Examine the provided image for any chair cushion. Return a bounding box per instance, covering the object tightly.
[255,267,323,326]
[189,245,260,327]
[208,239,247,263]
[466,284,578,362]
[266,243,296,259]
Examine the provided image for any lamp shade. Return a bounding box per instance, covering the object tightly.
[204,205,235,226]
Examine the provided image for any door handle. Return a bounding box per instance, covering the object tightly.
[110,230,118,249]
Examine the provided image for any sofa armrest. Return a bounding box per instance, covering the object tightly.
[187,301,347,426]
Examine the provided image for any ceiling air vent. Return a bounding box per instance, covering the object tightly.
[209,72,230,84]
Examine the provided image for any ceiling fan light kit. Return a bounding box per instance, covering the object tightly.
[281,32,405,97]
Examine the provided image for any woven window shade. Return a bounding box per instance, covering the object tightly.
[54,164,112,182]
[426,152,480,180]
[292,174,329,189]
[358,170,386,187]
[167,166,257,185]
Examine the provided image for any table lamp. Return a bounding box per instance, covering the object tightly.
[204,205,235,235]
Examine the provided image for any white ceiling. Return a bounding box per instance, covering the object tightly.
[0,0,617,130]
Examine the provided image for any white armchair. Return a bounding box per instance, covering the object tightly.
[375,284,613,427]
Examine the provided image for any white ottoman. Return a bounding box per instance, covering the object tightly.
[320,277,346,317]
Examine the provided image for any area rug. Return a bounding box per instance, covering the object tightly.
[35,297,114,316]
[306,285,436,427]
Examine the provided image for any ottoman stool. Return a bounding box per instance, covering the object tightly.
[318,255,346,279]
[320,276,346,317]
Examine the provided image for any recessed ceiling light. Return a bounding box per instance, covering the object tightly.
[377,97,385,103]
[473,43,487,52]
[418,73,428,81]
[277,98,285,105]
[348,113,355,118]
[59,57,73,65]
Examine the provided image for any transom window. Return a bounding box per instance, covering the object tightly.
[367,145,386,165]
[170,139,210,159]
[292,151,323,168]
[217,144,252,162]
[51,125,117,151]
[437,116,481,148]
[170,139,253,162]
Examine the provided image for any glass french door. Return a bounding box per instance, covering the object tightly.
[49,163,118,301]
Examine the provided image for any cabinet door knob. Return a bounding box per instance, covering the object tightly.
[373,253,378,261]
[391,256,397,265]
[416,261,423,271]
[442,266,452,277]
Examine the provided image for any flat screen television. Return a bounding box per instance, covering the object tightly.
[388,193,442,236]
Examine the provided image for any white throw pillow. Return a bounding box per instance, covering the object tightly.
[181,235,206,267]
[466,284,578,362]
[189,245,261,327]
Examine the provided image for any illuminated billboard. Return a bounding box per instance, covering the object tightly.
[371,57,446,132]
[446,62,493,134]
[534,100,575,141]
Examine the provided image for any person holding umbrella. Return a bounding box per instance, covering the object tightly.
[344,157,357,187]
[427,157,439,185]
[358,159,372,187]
= = = =
To do:
Print the lines from the one containing "Examine the provided image for any recessed" through the end of the material, word for word, and nothing else.

Answer to the exercise:
Examine the provided image for any recessed ceiling light. Return a bounding box per instance, covering the object tightly.
[377,97,385,103]
[473,43,487,52]
[418,73,428,81]
[277,98,285,105]
[348,113,355,118]
[59,57,73,65]
Examine the provided image for any transom window. Return a bounding box per instance, covering the object tightly.
[367,145,386,165]
[170,139,210,159]
[292,151,323,168]
[217,144,252,162]
[51,125,117,151]
[437,116,481,148]
[170,139,253,162]
Examine the provided image for any glass french door. Return a bounding box per instance, covering the object tightly.
[49,163,118,301]
Examine the provided image for any cabinet door knob. Return a bounding box per instance, covering the object tightly.
[373,253,378,261]
[391,256,397,265]
[416,261,423,271]
[442,266,452,277]
Examine the provided image for any flat screen television. Return a bounding box per instance, covering the object tightly.
[388,193,442,236]
Examine the provided image for any white throw pillow. Return a bounding box per instance, covering the object tightly.
[181,235,206,267]
[466,284,578,362]
[189,245,261,327]
Examine the provided image for any illuminated billboard. Return a bounding box per instance, covering the object tightly.
[371,57,446,132]
[446,62,493,134]
[534,100,575,141]
Examine the provided image for any person holding umbrella. Return a bounding box per instance, covering the object tightly.
[344,157,357,187]
[427,157,439,185]
[358,159,372,187]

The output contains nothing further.